> [REQUIREMENT]
Write out, word for word, the lines of the items below, starting at the line that contains "mansion in the photo above." and ending at the final line of the items.

= = =

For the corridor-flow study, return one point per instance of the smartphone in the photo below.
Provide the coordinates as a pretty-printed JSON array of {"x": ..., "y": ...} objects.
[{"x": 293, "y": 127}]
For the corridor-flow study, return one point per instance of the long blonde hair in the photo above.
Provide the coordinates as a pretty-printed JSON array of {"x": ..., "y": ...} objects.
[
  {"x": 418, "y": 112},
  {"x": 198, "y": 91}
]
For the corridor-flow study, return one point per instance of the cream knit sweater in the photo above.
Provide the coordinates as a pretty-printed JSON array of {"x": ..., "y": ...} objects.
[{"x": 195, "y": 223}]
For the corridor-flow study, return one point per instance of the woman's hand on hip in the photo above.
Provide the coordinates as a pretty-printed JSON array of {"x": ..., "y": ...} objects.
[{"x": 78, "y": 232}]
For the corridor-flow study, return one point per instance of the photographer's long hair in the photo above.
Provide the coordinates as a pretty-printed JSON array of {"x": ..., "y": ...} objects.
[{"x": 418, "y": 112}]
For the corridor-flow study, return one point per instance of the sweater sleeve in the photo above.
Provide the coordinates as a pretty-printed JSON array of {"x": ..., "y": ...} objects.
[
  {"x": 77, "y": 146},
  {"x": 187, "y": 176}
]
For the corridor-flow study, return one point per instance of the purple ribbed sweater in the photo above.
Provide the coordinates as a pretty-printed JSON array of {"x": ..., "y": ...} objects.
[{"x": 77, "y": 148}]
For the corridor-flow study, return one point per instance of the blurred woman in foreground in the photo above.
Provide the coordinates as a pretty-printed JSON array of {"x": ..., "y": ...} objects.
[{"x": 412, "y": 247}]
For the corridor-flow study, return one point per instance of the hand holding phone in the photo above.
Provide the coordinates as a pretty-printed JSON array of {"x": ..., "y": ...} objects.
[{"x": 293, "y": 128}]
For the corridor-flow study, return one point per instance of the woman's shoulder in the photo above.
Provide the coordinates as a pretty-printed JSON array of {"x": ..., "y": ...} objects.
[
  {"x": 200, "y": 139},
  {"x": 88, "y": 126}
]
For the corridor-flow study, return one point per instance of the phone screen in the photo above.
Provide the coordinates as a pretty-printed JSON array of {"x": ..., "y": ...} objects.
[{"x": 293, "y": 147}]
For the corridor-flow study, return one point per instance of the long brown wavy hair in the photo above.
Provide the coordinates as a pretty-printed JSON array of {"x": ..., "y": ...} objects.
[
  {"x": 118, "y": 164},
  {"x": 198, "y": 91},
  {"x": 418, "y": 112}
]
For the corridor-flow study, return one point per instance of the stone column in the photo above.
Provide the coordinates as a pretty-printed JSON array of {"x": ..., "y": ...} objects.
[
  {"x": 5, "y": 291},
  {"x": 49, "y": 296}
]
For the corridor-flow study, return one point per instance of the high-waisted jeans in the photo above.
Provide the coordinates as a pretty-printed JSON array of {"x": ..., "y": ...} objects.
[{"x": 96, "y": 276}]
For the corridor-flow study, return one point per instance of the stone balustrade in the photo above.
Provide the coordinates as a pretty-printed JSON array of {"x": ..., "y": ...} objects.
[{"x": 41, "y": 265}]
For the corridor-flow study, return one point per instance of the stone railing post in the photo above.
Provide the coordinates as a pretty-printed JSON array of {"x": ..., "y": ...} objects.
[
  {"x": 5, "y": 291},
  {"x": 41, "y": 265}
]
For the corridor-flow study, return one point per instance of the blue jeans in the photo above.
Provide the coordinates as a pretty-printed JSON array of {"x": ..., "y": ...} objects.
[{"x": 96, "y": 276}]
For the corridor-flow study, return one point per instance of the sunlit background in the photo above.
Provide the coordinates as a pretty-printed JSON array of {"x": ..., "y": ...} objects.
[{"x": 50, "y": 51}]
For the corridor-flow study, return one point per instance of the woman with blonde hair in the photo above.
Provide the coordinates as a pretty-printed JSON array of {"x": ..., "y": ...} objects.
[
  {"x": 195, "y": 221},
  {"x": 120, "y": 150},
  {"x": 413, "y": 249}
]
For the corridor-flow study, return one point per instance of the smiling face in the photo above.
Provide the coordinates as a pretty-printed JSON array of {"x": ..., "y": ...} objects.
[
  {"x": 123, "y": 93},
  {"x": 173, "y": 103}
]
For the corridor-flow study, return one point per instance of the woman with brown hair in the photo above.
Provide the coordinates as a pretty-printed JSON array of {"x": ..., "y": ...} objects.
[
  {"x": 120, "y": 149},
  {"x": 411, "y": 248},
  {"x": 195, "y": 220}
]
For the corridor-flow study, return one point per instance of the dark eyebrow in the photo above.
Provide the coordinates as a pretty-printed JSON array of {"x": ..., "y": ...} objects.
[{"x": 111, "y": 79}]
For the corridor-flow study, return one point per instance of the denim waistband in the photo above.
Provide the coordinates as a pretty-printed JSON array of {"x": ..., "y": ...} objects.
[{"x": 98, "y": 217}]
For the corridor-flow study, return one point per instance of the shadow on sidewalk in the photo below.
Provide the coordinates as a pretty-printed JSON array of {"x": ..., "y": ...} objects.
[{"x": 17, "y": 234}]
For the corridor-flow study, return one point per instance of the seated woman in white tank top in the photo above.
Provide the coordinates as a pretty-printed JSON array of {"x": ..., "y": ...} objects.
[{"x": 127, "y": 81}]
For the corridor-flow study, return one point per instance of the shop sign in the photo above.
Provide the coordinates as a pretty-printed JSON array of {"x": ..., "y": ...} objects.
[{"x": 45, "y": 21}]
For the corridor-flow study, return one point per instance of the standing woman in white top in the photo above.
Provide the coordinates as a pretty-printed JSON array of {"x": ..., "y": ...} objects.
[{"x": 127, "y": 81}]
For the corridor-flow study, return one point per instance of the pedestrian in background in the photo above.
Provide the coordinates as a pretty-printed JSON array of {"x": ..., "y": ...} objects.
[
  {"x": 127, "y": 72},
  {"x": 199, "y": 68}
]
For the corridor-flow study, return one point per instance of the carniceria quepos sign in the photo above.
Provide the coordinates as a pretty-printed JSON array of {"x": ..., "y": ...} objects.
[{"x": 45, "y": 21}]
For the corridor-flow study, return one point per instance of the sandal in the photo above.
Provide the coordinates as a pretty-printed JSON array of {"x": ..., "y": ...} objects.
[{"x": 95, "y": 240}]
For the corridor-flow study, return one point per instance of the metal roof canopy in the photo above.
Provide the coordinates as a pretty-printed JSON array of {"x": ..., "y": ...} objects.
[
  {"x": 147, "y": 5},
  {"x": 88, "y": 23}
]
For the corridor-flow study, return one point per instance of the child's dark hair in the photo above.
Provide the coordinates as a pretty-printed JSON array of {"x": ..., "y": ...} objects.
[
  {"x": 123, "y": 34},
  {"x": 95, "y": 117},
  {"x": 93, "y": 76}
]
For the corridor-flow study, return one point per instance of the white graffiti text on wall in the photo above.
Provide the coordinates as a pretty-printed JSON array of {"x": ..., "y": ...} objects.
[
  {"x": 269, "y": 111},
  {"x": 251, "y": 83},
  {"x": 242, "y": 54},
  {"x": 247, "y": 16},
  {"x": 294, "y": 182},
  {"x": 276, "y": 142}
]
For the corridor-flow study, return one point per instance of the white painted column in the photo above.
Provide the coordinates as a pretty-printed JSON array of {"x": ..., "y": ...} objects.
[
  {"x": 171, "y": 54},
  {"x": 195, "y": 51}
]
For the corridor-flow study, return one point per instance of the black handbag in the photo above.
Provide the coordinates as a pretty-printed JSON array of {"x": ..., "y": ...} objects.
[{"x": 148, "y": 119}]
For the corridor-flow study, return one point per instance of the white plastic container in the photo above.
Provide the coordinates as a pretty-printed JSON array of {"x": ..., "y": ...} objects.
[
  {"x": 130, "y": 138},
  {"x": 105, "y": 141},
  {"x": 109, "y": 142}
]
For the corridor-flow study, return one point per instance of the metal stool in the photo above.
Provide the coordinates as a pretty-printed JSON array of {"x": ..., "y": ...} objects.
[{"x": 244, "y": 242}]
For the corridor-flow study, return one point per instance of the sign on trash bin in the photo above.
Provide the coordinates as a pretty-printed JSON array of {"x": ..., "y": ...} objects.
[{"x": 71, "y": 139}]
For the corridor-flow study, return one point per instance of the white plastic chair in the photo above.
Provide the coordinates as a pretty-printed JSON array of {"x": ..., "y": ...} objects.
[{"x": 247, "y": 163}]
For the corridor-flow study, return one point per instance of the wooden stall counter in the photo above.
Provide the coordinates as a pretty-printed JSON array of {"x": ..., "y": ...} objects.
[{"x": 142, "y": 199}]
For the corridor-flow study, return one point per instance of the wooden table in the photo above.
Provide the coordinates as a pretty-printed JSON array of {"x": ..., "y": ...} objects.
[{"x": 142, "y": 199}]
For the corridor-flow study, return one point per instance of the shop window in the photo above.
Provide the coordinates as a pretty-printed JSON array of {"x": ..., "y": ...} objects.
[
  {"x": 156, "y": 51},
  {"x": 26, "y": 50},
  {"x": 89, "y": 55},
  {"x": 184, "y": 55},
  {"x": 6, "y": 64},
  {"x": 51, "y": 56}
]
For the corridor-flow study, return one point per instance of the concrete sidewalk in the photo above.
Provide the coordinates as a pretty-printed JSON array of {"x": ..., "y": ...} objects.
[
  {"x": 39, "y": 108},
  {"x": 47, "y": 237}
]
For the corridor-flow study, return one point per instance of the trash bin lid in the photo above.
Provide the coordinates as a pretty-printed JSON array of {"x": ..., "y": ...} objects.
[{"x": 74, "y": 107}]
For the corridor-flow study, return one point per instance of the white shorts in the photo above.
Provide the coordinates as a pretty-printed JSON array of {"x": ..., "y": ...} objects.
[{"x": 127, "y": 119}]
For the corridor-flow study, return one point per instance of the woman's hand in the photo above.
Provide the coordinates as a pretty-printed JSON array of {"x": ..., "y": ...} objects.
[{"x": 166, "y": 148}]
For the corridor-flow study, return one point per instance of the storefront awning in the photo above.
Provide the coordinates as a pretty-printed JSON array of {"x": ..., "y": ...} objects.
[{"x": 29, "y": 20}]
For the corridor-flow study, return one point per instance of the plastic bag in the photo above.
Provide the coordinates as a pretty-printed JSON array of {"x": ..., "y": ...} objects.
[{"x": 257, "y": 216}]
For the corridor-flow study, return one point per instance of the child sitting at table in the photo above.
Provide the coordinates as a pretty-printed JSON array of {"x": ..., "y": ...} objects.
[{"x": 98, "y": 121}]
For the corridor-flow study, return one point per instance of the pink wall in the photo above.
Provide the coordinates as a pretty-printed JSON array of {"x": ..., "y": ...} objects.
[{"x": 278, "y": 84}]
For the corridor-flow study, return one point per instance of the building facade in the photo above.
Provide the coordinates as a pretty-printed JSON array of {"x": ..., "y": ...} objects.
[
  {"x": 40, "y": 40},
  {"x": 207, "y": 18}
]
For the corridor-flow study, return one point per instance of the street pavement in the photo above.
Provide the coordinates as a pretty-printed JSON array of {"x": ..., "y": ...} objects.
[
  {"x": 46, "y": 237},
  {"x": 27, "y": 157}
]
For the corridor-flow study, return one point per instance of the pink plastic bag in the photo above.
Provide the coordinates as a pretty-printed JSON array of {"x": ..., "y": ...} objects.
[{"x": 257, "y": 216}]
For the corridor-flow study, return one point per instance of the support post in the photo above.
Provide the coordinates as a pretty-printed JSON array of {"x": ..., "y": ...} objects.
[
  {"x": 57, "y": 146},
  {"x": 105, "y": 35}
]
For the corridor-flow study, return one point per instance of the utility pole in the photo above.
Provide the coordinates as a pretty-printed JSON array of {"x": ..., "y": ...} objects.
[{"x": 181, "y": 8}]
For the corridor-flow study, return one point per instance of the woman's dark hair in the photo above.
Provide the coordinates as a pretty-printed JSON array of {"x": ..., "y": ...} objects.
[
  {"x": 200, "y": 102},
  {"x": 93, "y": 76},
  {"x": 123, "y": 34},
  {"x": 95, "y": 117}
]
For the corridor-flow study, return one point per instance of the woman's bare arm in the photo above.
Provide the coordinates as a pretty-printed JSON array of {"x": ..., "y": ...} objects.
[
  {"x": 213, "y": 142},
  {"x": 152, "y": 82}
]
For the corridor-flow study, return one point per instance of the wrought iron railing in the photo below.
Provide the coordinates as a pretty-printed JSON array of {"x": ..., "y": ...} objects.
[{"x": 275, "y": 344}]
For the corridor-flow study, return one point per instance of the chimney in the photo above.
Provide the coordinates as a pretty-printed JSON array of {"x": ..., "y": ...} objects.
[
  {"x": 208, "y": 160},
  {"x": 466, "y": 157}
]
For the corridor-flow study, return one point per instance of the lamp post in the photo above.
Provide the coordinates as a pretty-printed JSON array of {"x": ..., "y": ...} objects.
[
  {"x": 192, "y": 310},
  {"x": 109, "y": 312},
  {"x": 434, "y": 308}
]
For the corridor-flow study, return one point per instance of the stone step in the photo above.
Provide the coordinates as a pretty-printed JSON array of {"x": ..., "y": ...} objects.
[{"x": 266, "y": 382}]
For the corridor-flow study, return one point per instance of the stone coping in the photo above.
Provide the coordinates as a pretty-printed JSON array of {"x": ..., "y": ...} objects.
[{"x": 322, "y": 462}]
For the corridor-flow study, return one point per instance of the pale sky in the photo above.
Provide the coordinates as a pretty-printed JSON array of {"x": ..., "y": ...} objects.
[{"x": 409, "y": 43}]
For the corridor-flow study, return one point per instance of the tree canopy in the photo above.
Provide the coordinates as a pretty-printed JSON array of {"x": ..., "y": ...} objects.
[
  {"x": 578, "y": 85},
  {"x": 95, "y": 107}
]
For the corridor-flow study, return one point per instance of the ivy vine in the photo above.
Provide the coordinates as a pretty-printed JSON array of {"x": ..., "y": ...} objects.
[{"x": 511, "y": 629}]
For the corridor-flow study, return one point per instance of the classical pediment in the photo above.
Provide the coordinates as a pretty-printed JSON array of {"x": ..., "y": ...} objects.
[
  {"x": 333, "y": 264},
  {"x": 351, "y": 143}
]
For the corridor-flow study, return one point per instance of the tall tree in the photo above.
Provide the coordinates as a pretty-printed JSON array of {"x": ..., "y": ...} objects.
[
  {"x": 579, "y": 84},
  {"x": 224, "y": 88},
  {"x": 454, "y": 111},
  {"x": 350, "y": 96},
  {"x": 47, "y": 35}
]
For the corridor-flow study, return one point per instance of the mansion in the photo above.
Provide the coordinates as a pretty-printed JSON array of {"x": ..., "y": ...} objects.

= = =

> [EXERCISE OUTPUT]
For the corridor-flow study, return one point per instance of the mansion in the photo above.
Provide the coordinates as a pretty-printed JSON array of {"x": ..., "y": ...} objects.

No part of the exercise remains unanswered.